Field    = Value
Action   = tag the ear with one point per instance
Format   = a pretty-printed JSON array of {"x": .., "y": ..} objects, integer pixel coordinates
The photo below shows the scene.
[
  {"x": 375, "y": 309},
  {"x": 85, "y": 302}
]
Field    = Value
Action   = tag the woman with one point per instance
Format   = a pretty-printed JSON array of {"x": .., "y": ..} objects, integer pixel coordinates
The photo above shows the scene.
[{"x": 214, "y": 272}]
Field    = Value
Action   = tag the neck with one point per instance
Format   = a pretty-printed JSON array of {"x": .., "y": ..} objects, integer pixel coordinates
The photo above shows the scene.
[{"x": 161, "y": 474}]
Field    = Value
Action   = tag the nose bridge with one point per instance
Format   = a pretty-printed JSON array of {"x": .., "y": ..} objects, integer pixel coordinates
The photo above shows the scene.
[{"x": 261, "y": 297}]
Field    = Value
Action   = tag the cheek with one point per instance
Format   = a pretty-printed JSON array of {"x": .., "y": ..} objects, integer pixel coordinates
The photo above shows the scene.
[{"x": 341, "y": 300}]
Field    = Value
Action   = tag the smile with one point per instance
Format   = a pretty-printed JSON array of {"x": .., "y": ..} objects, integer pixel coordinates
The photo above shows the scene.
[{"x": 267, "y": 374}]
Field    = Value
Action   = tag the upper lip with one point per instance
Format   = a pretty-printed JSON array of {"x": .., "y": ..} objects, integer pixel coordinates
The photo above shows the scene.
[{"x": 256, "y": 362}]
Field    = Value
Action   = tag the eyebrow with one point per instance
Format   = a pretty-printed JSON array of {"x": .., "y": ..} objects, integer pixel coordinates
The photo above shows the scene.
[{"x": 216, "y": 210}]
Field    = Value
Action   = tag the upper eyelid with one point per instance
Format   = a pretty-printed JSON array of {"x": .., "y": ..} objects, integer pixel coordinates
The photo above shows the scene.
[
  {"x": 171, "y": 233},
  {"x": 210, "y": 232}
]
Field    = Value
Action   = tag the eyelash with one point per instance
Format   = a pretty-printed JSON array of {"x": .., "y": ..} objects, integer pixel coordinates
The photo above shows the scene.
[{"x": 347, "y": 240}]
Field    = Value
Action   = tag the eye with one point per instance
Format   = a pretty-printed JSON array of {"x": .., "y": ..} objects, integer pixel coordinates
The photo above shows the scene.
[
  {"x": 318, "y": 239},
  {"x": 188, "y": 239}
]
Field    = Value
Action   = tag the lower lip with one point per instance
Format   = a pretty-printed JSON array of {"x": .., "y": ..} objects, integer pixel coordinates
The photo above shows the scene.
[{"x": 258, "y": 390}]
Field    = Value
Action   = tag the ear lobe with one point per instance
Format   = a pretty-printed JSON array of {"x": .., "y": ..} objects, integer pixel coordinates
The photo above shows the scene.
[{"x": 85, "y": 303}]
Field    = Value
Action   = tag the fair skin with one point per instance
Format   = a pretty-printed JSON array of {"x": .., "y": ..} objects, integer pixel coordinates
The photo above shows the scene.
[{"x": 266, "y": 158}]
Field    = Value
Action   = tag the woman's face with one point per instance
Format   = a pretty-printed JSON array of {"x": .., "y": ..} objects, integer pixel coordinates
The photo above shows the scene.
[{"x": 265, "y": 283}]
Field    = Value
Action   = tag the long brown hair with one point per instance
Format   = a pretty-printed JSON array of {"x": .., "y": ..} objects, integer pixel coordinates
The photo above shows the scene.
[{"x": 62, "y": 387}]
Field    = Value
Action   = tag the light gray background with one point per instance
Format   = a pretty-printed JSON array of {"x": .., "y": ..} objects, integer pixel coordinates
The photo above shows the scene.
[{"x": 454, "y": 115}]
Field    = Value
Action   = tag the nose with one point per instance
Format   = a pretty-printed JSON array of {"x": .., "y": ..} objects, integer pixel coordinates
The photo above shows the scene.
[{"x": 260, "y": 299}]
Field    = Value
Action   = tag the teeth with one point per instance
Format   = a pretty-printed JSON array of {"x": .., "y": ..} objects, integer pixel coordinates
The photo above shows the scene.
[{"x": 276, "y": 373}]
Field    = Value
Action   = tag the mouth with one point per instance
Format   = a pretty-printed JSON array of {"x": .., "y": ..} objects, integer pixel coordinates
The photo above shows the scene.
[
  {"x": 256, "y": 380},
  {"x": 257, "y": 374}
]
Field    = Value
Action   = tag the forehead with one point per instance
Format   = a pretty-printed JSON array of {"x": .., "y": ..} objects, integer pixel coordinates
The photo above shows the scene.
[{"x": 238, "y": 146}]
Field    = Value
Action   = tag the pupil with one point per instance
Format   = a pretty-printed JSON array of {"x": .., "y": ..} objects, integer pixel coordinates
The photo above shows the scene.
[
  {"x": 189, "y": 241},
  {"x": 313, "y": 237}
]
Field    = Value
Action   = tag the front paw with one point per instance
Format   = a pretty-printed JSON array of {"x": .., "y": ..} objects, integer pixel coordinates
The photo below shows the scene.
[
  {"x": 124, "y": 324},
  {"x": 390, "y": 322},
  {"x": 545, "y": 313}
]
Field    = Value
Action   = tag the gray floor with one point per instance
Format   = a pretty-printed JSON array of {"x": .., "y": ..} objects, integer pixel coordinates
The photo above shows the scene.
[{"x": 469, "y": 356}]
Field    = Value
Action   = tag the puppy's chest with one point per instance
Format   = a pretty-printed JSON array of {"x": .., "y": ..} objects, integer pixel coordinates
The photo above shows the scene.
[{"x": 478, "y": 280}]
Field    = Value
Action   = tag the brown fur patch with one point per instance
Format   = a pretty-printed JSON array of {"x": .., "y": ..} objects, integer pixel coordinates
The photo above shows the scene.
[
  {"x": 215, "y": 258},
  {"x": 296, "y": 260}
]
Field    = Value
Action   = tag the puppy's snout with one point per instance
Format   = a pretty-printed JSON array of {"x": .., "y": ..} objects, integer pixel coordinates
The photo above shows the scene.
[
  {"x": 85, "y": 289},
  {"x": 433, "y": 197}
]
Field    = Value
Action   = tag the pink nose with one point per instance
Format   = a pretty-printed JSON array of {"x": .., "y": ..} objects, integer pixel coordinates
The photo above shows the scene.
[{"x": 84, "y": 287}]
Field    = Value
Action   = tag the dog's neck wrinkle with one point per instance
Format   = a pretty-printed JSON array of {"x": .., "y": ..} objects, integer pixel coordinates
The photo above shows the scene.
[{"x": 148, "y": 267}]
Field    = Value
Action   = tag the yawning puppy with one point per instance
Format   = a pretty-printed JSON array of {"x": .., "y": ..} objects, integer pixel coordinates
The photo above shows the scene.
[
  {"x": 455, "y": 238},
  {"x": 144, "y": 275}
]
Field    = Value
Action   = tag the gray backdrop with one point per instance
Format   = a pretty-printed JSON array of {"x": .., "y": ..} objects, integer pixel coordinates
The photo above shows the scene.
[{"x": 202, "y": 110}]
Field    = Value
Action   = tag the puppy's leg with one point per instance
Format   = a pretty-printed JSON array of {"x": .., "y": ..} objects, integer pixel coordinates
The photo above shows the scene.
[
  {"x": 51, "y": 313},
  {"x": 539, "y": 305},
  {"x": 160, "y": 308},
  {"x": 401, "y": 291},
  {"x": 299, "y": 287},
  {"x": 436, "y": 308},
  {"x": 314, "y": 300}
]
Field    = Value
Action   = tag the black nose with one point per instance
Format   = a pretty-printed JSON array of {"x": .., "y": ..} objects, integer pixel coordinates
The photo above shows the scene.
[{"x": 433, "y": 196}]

**Exercise instructions**
List every line in the rows above that contains the word "gray". Treat case as significant.

**Solution to this problem**
Action   = tag the light gray background with one point per instance
Action   = tag the gray floor with one point per instance
Action   = tag the gray backdrop with one point per instance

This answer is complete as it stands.